◆ **WHAT YOU SHOULD DO**: Each line of the listing below must be set down exactly.

◆ **SUPPLIED RECORDS**:
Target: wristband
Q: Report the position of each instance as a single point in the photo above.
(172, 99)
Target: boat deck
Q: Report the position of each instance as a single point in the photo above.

◆ **EXERCISE RESPONSE**:
Target: wristband
Q: Report the position of each instance as a single point in the photo above.
(172, 99)
Target: boat deck
Q: Report the position of each instance as a single point in the photo above.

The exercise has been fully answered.